Private property rights, safety issues raised


The Lake Oswego Corporation has signed on to intervene in a lawsuit that could decide whether the general public is allowed to use Oswego Lake.

A Clackamas County Circuit Court judge recently approved a request from Lake Corp. officials to side with the city of Lake Oswego and the state as they defend themselves against a lawsuit filed last fall by Mark Kramer and Todd Prager.

Kramer, of Portland, and Prager, of Lake Oswego, contend that city rules barring access to the lake violate the public’s right to recreate on the water and that the state has an obligation to protect the public’s use of navigable waterways, including Oswego Lake.

In a related matter, attorneys for Kramer and Prager filed for summary judgment on the public use aspect of their case on Monday.

Kramer and Prager want the court to settle questions over ownership and public access to the lake, long maintained as a private water body by a corporation of property owners.

According to the Lake Corp. filing, a ruling in favor of the plaintiffs would undermine its property rights and interfere with its ability to enforce its safety and other regulations on the water.

Lake Corp. calls Oswego Lake and the attached Lakewood Bay “reservoirs” created from a smaller body of water. According to the motion: “Originally beneath what is now the lake was a smaller body of water known as ‘Sucker Lake.’” Oregon Iron and Steel owned the surrounding property and created what is today known as Oswego Lake by “artificially inundating its private property.” The company then created Lakewood Bay separately through a similar process, inundating property it owned on the east side of Sucker Lake. It also built a canal.

Oregon Iron and Steel transferred ownership to Lake Corp., which contends it still holds the title to “most of the bed and the banks” of the bay and the lake.

Requests =>
A. Echo the stretch of the Oswego Lake article from "The Lake Oswego" through "including Oswego Lake.", word for word.
B. Proceed with the Oswego Lake article, picking up right after its final sentence.
The lines that come after the Oswego Lake article are separate material.

Provided material =>
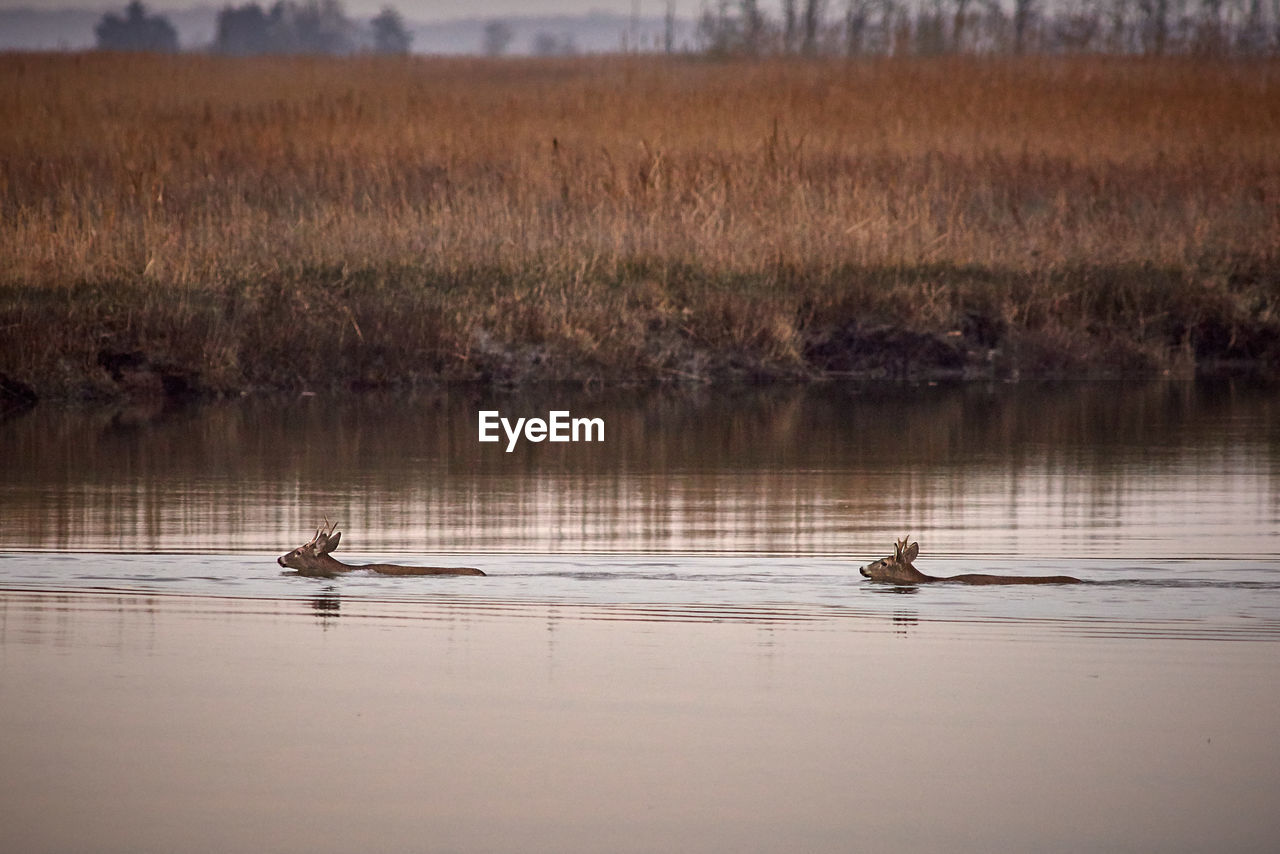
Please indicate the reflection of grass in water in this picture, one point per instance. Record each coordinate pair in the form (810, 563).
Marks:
(286, 222)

The replies =>
A.
The Lake Oswego Corporation has signed on to intervene in a lawsuit that could decide whether the general public is allowed to use Oswego Lake.

A Clackamas County Circuit Court judge recently approved a request from Lake Corp. officials to side with the city of Lake Oswego and the state as they defend themselves against a lawsuit filed last fall by Mark Kramer and Todd Prager.

Kramer, of Portland, and Prager, of Lake Oswego, contend that city rules barring access to the lake violate the public’s right to recreate on the water and that the state has an obligation to protect the public’s use of navigable waterways, including Oswego Lake.

B.
Its 625 shareholders pay dues to support a full-time staff responsible for building and maintaining docks and boat ramps, managing water quality and hiring patrol boats to enforce its rules. The organization also “controls the dams used to store water in the Lake to generate electrical power and for irrigation and other purposes,” court documents state.

Kramer and Prager argue the lake is public because Oregon has sovereign rights to land underlying bodies of water. Regardless of ownership of the lakebed, past attorney general opinions have said the public has a right to use lakes and rivers so long as the water is deep and wide enough to boat in.

The state hasn’t enforced public ownership or access to the lake, according Kramer and Prager’s original complaint.

“As a consequence, full access to the (lake) is open to only those relatively few privileged citizens who are Lake Corporation shareholders and easement holders and cannot be fully enjoyed by the larger population,” their lawsuit states.

The Lake Oswego City Council enacted rules prohibiting anyone from accessing the lake from city-owned parks last year. At the time, council members cited a lack of facilities constructed for water access, a lack of resources to build such facilities or supervised lake-related activities, a lack of facilities and resources to check boats for invasive species and potential liability risks.

The decision came on the heels of planning commission discussions about city recreation policies and followed threats of an Occupy-type demonstration on the water.

While most of the land surrounding the city’s largest water feature is privately owned by the Lake Oswego Corporation, Lake Oswego owns some properties on the lake’s border, including Sundeleaf Plaza, Headlee Walkway and Millennium Plaza Park, where steps lead into the water.

The case is scheduled for trial later this year.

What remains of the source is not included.